# Flow Metrics

This workbook generates reports on flow metric from a given GitHub repo using the Github API.

Author: [Brian McIlwain](mailto:brian@poq.gg)

## Setup

This gets data from the [Github GraphQL API](https://docs.github.com/en/graphql/overview/about-the-graphql-api) to create reports for flow metrics

### Imports, utils, & globals

In [1]:
from dateutil.relativedelta import relativedelta, SU
from datetime import date
from functools import reduce
import numpy as np
import pandas as pd
from gql.transport.aiohttp import AIOHTTPTransport
from gql import gql, Client
from os import environ
from dotenv import load_dotenv

load_dotenv()
API_SECRET_TOKEN = environ.get('API_SECRET_TOKEN')

if not API_SECRET_TOKEN:
    raise Exception(
        'API_SECRET_TOKEN is not defined as an environmental variable')

# Config for repo
API_URL = "https://api.github.com/graphql"
REPO_OWNER = "weiks"
REPO_NAME = "esports-backend"
MAX_WEEK_ISSUES = 100  # API limit, shouldn't be hit
MAX_PAGINATION_LIMIT = 100  # Set by API, I wish it was larger
MAX_LABEL_LIMIT = 20  # Max labels per PR

print(f"Repo: {REPO_OWNER}/{REPO_NAME}\n")

# Prep to run GQL calls
headers = {"Authorization": f"Bearer {API_SECRET_TOKEN}"}
transport = AIOHTTPTransport(url=API_URL, headers=headers)


async def runQuery(query, variable_values=None):
    # Create a GraphQL client using the defined transport
    # Using `async with` on the client will start a connection on the transport
    # and provide a `session` variable to execute queries on this connection
    async with Client(
        transport=transport,
        fetch_schema_from_transport=True,
    ) as session:
        # Execute the query on the transport
        result = await session.execute(query, variable_values)
        return result


def get_previous_sunday(working_date=date.today()):
    last_sunday = working_date + relativedelta(weekday=SU(-1))

+ + + + +

> [WRITTEN INSTRUCTION 1]: Tally the rows below that contain the string "wearing", treating uppercase and lowercase as distinct. Reply with the number alone.

+ + + + +

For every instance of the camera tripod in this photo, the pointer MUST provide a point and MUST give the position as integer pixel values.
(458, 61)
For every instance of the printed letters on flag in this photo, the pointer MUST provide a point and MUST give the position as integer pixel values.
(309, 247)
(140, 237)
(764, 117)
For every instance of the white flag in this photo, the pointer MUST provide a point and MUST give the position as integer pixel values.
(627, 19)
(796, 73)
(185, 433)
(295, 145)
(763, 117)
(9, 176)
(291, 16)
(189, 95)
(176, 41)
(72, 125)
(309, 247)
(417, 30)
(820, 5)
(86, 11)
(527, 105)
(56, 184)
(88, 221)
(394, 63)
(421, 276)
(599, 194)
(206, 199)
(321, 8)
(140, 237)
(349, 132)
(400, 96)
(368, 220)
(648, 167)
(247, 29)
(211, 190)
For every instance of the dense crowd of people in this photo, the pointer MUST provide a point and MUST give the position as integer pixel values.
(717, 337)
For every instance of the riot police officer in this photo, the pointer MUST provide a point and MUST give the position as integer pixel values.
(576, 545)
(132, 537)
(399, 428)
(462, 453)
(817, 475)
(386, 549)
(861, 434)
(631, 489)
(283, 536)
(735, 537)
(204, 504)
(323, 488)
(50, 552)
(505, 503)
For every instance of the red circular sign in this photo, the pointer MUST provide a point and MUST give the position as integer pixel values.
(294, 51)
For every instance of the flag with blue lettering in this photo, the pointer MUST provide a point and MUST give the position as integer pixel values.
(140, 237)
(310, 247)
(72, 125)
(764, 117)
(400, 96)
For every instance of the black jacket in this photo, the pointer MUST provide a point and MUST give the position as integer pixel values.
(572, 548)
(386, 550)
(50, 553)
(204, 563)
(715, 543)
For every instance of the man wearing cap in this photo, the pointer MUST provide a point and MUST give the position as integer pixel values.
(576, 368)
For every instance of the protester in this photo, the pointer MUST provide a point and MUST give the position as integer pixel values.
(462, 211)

+ + + + +

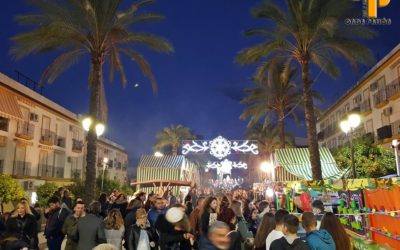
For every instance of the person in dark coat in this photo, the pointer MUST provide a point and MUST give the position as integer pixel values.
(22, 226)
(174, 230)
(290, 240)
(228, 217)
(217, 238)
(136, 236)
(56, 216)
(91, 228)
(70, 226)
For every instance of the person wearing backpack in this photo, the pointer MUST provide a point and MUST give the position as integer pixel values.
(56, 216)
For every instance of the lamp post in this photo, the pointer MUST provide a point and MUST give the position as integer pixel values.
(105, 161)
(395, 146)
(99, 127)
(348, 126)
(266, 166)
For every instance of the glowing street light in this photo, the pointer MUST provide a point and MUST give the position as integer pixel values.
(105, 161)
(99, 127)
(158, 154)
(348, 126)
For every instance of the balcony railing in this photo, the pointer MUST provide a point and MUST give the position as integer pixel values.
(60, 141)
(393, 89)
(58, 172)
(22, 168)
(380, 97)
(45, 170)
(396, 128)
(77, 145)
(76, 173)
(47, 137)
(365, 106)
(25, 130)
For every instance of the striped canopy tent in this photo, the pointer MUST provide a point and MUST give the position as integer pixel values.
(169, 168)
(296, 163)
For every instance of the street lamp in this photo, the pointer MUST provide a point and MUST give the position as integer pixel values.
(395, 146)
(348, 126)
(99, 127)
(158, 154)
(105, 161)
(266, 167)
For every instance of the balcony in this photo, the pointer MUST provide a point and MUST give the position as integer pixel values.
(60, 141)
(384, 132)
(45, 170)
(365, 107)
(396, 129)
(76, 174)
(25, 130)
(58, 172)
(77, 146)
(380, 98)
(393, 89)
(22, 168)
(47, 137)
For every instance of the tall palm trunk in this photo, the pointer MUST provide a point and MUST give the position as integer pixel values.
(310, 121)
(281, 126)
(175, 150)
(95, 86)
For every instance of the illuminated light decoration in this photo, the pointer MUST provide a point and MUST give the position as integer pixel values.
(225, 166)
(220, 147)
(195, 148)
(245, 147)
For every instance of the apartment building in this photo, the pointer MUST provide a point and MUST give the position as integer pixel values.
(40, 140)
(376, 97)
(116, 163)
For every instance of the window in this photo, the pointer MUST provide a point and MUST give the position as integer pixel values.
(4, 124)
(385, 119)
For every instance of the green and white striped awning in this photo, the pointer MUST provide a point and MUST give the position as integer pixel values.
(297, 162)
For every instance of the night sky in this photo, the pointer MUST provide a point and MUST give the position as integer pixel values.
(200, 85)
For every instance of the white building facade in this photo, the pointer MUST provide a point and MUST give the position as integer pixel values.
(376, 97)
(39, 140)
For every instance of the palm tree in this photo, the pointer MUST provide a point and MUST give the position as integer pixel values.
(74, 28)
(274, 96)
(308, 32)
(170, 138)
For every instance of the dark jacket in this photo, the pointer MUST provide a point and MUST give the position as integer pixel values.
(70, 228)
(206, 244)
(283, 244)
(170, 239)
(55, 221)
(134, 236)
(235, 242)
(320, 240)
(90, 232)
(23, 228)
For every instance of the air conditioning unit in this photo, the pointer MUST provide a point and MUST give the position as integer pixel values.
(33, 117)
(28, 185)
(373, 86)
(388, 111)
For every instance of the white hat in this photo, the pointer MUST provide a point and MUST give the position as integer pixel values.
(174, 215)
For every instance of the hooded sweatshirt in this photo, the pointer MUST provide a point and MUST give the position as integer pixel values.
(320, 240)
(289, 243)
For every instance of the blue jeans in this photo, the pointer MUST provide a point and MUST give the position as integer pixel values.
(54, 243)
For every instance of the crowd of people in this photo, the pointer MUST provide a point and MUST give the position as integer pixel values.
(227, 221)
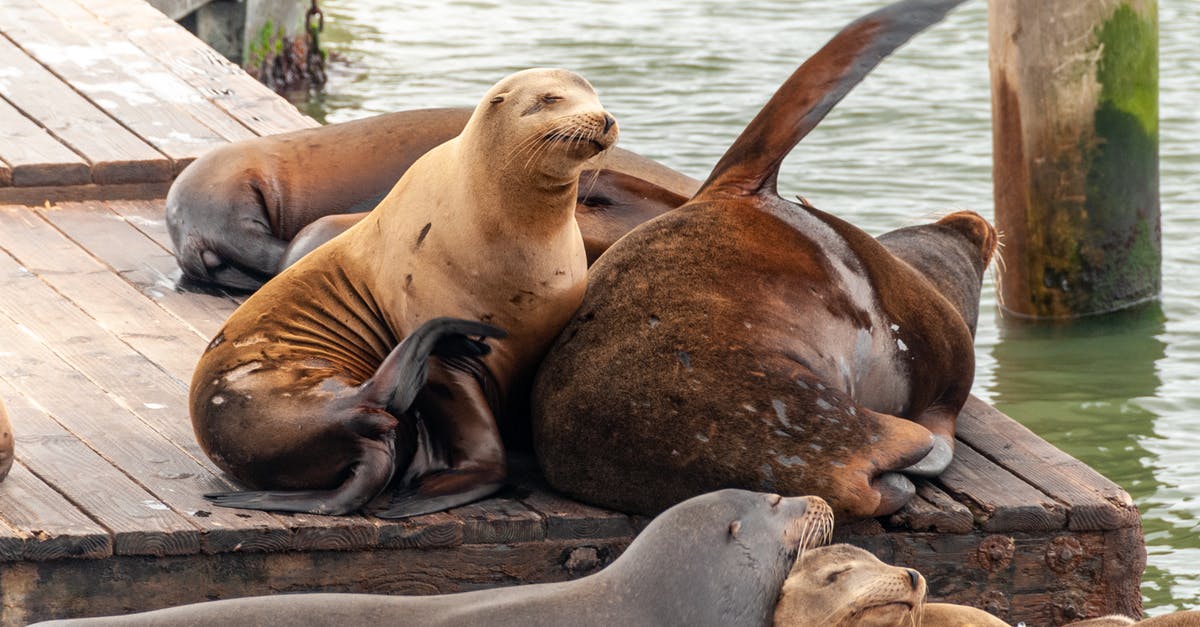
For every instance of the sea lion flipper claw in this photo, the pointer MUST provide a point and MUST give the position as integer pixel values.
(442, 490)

+ + + + +

> [WRITTEN INSTRUCTION 2]: Resume the flow metrics notebook above, continuing its code from the point at which it stops.

> [FINAL ANSWER 1]: 2

> [FINAL ANSWER 2]:
    return last_sunday.strftime("%Y-%m-%d")


def unwrap_name(d):
    return d['name']


def unwrap_login(d):
    return d['login']


def clean_issue_data(issue):
    issue['labels'] = set(map(unwrap_name, issue['labels']['nodes']))
    issue['assignees'] = set(map(unwrap_login, issue['assignees']['nodes']))
    return issue


def clean_PR_data(pr):
    pr['author'] = pr['author']['login']
    pr['assignees'] = set(map(unwrap_login, pr['assignees']['nodes']))
    pr['assignees'].add(pr['author'])  # Author is an assignee by default
    pr['issues'] = list(map(clean_issue_data, pr['issues']['nodes']))
    pr['labels'] = set(map(unwrap_name, pr['labels']['nodes']))
    pr['labels'].discard('trigger-ci')  # Ignore trigger-ci

    # Apply parent issue labels to the PR
    if pr['issues']:
        issues_labels = list(map(lambda issue: issue['labels'], pr['issues']))
        flat_issues_labels = reduce(lambda a, b: a.union(b), issues_labels)
        pr['labels'] = pr['labels'].union(flat_issues_labels)

    return pr


Repo: weiks/esports-backend



## Get PRs Data

In [None]:
async def get_PR_data():
    cursor = ""
    prs = []
    print('Fetching PRs, this can take a while...')

    while cursor != None:
        overviewQuery = gql(
            f"""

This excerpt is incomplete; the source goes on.